What to produce. Copy out word for word the lines of the material below, starting at the line containing "Excuse me, could I trouble you to find every blue" and going through the end of the material, with both the first and last lines included.

Supplied records.

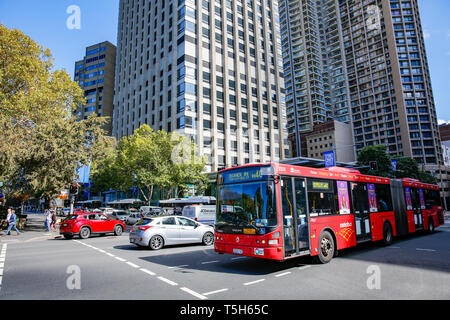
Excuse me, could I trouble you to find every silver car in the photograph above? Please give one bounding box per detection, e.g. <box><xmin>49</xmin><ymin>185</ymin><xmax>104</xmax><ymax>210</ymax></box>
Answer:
<box><xmin>125</xmin><ymin>212</ymin><xmax>142</xmax><ymax>225</ymax></box>
<box><xmin>130</xmin><ymin>216</ymin><xmax>214</xmax><ymax>250</ymax></box>
<box><xmin>108</xmin><ymin>210</ymin><xmax>130</xmax><ymax>222</ymax></box>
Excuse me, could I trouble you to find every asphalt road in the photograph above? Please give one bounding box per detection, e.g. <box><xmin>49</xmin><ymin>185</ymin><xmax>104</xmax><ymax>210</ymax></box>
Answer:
<box><xmin>0</xmin><ymin>220</ymin><xmax>450</xmax><ymax>300</ymax></box>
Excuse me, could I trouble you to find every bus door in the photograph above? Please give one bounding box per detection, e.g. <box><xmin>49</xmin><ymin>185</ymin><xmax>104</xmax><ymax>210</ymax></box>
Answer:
<box><xmin>281</xmin><ymin>177</ymin><xmax>309</xmax><ymax>257</ymax></box>
<box><xmin>411</xmin><ymin>188</ymin><xmax>423</xmax><ymax>230</ymax></box>
<box><xmin>351</xmin><ymin>182</ymin><xmax>374</xmax><ymax>243</ymax></box>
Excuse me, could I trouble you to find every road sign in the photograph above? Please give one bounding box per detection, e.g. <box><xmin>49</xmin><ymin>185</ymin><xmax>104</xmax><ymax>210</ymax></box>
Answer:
<box><xmin>323</xmin><ymin>150</ymin><xmax>336</xmax><ymax>168</ymax></box>
<box><xmin>392</xmin><ymin>159</ymin><xmax>397</xmax><ymax>171</ymax></box>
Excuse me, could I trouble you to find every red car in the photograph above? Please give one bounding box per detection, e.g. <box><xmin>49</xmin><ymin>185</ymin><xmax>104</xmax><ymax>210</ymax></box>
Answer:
<box><xmin>59</xmin><ymin>212</ymin><xmax>126</xmax><ymax>239</ymax></box>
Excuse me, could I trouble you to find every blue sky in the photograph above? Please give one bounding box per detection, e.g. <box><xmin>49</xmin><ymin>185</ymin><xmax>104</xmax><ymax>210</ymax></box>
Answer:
<box><xmin>0</xmin><ymin>0</ymin><xmax>450</xmax><ymax>121</ymax></box>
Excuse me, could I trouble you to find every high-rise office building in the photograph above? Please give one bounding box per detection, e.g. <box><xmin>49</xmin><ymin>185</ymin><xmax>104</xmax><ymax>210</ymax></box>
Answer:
<box><xmin>74</xmin><ymin>41</ymin><xmax>116</xmax><ymax>135</ymax></box>
<box><xmin>280</xmin><ymin>0</ymin><xmax>442</xmax><ymax>171</ymax></box>
<box><xmin>113</xmin><ymin>0</ymin><xmax>287</xmax><ymax>171</ymax></box>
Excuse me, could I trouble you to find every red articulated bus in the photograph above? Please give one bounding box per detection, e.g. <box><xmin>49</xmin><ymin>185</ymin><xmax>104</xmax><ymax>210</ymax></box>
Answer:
<box><xmin>214</xmin><ymin>163</ymin><xmax>444</xmax><ymax>263</ymax></box>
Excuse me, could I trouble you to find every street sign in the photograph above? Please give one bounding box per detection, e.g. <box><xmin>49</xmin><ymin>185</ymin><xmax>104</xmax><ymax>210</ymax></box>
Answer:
<box><xmin>392</xmin><ymin>159</ymin><xmax>397</xmax><ymax>171</ymax></box>
<box><xmin>323</xmin><ymin>150</ymin><xmax>336</xmax><ymax>168</ymax></box>
<box><xmin>58</xmin><ymin>189</ymin><xmax>69</xmax><ymax>200</ymax></box>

Output below.
Excuse me, could I trouble you to find every blue sky in the photograph above? Please give one bounding box per detection, e.g. <box><xmin>49</xmin><ymin>185</ymin><xmax>104</xmax><ymax>210</ymax></box>
Answer:
<box><xmin>0</xmin><ymin>0</ymin><xmax>450</xmax><ymax>121</ymax></box>
Excuse me, could I trouble you to find every high-rise office building in the photograph above? Please give one bounding box per detection, e.g. <box><xmin>49</xmin><ymin>185</ymin><xmax>104</xmax><ymax>210</ymax></box>
Answer:
<box><xmin>74</xmin><ymin>41</ymin><xmax>116</xmax><ymax>135</ymax></box>
<box><xmin>280</xmin><ymin>0</ymin><xmax>442</xmax><ymax>171</ymax></box>
<box><xmin>113</xmin><ymin>0</ymin><xmax>287</xmax><ymax>171</ymax></box>
Excuse me, could I trouble you to find every red articulated bus in the photograph above? Please give one bounding box per detection, e.g. <box><xmin>49</xmin><ymin>185</ymin><xmax>104</xmax><ymax>210</ymax></box>
Answer:
<box><xmin>214</xmin><ymin>163</ymin><xmax>444</xmax><ymax>263</ymax></box>
Excuse me, could I trouble you to find every street sign in the photograph above? Please give one bounding box per detection, e.g. <box><xmin>49</xmin><ymin>185</ymin><xmax>104</xmax><ymax>210</ymax></box>
Answer:
<box><xmin>392</xmin><ymin>159</ymin><xmax>397</xmax><ymax>171</ymax></box>
<box><xmin>323</xmin><ymin>150</ymin><xmax>336</xmax><ymax>168</ymax></box>
<box><xmin>58</xmin><ymin>189</ymin><xmax>69</xmax><ymax>200</ymax></box>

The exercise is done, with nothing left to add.